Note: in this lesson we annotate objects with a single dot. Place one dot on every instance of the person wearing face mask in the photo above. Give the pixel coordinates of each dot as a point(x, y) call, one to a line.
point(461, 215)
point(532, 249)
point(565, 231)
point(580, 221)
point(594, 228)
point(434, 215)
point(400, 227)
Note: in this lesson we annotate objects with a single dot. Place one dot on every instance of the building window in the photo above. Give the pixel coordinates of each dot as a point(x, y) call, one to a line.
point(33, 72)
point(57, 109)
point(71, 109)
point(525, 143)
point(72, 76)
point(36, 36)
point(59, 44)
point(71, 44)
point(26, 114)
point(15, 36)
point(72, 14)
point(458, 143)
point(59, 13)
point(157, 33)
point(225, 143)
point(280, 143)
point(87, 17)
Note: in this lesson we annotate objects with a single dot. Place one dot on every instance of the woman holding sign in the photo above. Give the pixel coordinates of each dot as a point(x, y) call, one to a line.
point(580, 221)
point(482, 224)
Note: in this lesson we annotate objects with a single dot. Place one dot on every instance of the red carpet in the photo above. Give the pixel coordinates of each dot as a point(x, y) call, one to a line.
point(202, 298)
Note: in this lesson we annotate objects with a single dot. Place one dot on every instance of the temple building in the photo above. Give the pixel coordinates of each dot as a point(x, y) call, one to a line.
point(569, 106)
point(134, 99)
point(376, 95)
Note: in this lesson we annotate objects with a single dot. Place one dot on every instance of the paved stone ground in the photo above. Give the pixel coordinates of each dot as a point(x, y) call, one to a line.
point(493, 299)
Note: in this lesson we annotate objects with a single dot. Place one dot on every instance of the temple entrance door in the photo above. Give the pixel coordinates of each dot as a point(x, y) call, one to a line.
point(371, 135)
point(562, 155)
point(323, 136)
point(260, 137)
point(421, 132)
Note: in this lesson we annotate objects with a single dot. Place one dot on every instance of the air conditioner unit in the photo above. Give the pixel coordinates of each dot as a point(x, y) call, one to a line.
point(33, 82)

****************

→ DESCRIPTION OF THE TASK: Quote the material verbatim, beginning at its first line and stopping after the line that contains "point(482, 224)".

→ THE OUTPUT:
Note: in this lesson we annotate objects with a single dot. Place one dot on every instance of the person wearing face mask in the photo above. Give the pixel coordinates of each dot as a point(x, y) call, one to a line.
point(461, 215)
point(532, 249)
point(565, 231)
point(580, 221)
point(594, 228)
point(434, 215)
point(400, 227)
Note: in this lesson we annotate objects with a single dot. Place one dot on every instance of the building window in the photo above. Give the pixel coordinates of each dot as a point(x, y) call, one to a line.
point(33, 72)
point(57, 109)
point(71, 109)
point(525, 143)
point(72, 76)
point(36, 36)
point(59, 44)
point(71, 44)
point(26, 114)
point(15, 36)
point(72, 14)
point(458, 143)
point(59, 13)
point(157, 33)
point(225, 143)
point(280, 143)
point(87, 17)
Note: in this lesson we annotate objects with a single dot. Place one dot on every instance of the woman holding sign in the photo above. Give the pixel coordinates of each dot as a point(x, y) call, one to a line.
point(580, 221)
point(482, 224)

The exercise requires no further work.